(次の設問):
[a] 本文で、最低限必要で基本的なメディアとして挙げられているものは何か。
[b] 次の(i)～(iii)が本文の内容と合っているかどうかを判断せよ。それぞれ「はい」か「いいえ」で答え、根拠となる本文の語句を正確に引用すること。
(i) 筆者は、FPとは関係のない業種から参入した。
(ii) 筆者は、紙の小冊子を定期的に送る方法をメルマガよりも勧めている。
(iii) フラットなお茶会では、先生というポジションを確立しやすい。

(本文):
::::

もちろん、これらのツールを全て使う必要はありません。どのようなお客様を集めたいか、自分に合った方法は何か考えながら、様々な組み合わせで活用していってください。最低限必要で基本的なメディアはブログとメルマガです。これは必須メディアとして覚えておきましょう。
冒頭でもお伝えしたとおり、特にFPは長期的な信頼構築が収入に結びつきやすい職業です。であるならば、長期的な信頼構築に欠かせないメルマガはFPにとって外せないメディアだと言えるでしょう。実はこの点を認識できてないFPが多く、非常に大きな機会損失が発生してしまっているのが現状です…
例えば僕の事例で恐縮ですが、メルマガ(無料)を数年間購読していた読者から、「ようやくタイミングが来たので、ぜひ相談したい」といったご連絡を頂くことも珍しくありません。僕がメルマガをやってなければ、このような問い合わせは絶対来なかったでしょう。
昔ながらの、定期的に紙の小冊子を送るという手もなくはないですが、手間とコストがかかるため、メルマガの方がお勧めですね。
上記はネットを使った集客ですが、交流会やお茶会、マネーセミナーを開催して足で稼ぐタイプのFPも多いです。特に女性は対面の会話が好きという傾向があるので、交流会、お茶会を開催する女性FPが多い印象ですね。
交流会、お茶会で親しくなっておき、自分のやっていることや専門性をアピールして認知してもらうことで、後日の個別相談につなげるというのが一般的です。ただ、フラットなお茶会ではなかなか先生というポジションを確立しにくいため、できればマネーセミナー形式がいいでしょう。
マネーセミナーで有益な情報を提供しながら、最後に個別相談会へ誘導する形なら、参加者にも違和感がありません。
FPの資格を持っている人は、山ほどおり、その中で生き残っていくためには、”あなただから相談したい“という強みや専門性を作る必要があります。
「そんなの私には無理…」
と思うかもしれませんが、何を強みや専門性にしていくかは、人それぞれであり、その答えは自分自身の中にあります。例えば僕はFPとは全く関係ない業種から参入しましたが、それでも自分なりの強みを見つけ、こうやって独立FPとして現に食べているわけです。

::::

(提供資料):
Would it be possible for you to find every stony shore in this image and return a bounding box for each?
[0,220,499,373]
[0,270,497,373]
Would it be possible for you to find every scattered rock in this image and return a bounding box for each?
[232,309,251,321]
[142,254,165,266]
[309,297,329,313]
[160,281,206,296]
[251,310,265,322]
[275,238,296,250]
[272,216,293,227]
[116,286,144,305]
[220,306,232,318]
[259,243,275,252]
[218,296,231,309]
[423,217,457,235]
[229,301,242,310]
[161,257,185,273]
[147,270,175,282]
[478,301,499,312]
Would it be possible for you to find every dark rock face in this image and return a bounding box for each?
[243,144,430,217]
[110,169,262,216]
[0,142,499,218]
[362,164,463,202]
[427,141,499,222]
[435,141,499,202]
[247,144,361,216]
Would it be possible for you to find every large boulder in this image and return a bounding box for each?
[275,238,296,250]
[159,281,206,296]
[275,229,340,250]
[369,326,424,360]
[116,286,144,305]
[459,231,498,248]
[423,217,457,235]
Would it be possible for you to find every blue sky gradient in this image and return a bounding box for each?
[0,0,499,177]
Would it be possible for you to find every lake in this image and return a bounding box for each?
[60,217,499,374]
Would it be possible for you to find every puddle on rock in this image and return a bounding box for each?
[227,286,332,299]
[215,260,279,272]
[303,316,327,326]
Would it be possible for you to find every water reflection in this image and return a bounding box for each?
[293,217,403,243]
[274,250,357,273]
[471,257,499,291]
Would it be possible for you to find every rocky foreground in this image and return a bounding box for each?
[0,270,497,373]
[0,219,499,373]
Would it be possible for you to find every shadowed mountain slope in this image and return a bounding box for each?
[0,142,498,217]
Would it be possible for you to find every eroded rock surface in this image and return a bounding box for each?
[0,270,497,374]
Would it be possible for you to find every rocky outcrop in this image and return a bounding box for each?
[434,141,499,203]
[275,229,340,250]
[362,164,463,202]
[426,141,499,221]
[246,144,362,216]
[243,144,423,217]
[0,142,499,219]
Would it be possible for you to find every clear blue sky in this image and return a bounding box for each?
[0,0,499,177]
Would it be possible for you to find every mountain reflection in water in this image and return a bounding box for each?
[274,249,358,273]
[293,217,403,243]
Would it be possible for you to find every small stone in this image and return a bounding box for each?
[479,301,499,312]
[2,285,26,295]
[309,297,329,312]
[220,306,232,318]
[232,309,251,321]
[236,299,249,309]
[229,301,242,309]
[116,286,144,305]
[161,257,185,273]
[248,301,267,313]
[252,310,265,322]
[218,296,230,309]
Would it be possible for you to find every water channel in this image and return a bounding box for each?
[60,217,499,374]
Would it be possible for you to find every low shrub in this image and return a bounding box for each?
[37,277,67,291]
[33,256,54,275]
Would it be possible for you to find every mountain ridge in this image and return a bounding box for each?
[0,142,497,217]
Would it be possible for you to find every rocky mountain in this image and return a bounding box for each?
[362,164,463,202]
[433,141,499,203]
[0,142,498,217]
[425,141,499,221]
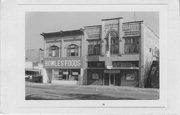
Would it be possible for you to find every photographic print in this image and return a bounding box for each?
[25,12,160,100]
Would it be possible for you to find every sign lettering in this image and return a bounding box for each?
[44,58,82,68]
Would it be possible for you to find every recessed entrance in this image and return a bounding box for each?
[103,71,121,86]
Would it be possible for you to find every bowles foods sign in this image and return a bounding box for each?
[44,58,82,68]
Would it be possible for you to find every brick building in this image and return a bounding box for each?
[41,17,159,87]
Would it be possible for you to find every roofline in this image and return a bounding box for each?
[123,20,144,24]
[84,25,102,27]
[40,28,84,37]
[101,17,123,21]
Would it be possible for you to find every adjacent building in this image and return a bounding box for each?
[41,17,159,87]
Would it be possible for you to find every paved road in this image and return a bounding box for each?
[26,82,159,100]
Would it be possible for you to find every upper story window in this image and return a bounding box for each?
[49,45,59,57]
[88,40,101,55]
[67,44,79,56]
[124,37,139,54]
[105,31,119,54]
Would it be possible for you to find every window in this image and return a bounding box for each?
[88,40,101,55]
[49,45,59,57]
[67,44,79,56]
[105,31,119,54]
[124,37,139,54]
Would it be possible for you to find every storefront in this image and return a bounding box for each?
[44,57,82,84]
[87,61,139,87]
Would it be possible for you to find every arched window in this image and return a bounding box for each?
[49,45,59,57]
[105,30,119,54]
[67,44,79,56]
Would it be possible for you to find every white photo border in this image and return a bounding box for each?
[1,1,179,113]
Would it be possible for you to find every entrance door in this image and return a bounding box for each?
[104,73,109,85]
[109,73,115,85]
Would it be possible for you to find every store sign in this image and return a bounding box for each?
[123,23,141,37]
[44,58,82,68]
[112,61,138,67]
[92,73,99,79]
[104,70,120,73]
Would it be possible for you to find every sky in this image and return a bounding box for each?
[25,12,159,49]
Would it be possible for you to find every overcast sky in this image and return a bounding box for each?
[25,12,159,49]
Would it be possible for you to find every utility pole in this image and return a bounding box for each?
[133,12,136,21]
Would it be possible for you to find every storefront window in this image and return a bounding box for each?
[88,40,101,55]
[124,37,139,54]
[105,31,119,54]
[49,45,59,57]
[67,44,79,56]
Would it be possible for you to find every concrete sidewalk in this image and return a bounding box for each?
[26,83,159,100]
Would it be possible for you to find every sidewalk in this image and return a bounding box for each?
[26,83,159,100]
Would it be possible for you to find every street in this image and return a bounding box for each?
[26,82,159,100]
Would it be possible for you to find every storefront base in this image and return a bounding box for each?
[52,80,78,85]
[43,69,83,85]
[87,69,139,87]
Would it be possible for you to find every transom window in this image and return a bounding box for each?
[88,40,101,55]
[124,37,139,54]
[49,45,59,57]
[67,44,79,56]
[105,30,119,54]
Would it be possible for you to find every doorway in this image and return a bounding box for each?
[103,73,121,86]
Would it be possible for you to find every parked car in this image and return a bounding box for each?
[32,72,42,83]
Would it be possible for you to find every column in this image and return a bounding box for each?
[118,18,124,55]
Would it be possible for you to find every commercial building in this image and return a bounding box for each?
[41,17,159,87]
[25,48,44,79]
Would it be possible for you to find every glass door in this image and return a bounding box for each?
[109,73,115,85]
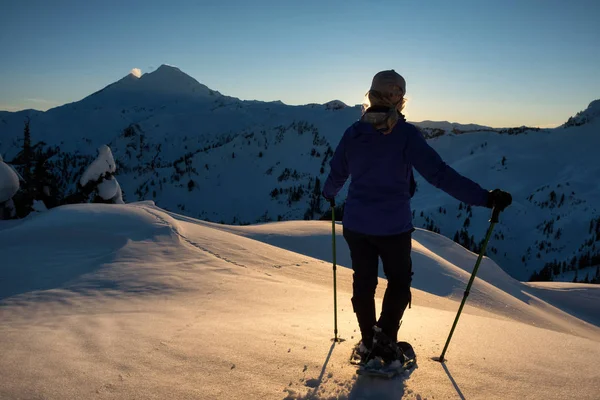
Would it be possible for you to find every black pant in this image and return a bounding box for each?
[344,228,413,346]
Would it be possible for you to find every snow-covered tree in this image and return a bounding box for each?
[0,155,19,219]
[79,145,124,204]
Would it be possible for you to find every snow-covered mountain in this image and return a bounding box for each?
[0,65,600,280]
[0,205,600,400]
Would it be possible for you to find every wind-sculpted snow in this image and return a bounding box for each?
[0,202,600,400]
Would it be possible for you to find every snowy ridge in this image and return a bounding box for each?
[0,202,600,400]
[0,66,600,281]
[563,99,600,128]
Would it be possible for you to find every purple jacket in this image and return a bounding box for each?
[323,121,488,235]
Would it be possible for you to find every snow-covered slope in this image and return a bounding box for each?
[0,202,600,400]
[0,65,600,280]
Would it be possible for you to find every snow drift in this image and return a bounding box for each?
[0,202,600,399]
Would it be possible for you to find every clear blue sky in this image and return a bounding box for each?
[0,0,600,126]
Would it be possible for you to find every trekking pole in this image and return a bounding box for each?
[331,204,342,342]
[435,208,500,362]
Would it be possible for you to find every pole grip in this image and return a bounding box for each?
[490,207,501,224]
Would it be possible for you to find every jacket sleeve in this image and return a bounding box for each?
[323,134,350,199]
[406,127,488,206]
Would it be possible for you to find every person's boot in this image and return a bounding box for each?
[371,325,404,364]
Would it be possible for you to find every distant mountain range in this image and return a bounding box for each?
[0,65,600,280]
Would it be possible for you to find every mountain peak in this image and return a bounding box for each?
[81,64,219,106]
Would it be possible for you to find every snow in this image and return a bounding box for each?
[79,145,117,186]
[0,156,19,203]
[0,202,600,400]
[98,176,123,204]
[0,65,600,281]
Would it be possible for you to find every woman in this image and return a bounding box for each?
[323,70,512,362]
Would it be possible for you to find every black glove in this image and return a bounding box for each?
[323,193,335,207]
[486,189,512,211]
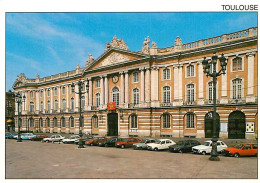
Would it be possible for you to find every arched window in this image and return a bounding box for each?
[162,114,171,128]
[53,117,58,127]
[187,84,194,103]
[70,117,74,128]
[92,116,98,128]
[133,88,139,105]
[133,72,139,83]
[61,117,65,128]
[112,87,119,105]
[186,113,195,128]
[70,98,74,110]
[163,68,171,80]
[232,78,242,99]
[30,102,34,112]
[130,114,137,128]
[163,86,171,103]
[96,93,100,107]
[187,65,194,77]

::::

(設問別の解答):
[a] ブログとメルマガである。

[b]
(i) はい。「僕はFPとは全く関係ない業種から参入しましたが」
(ii) いいえ。「手間とコストがかかるため、メルマガの方がお勧めですね」
(iii) いいえ。「フラットなお茶会ではなかなか先生というポジションを確立しにくい」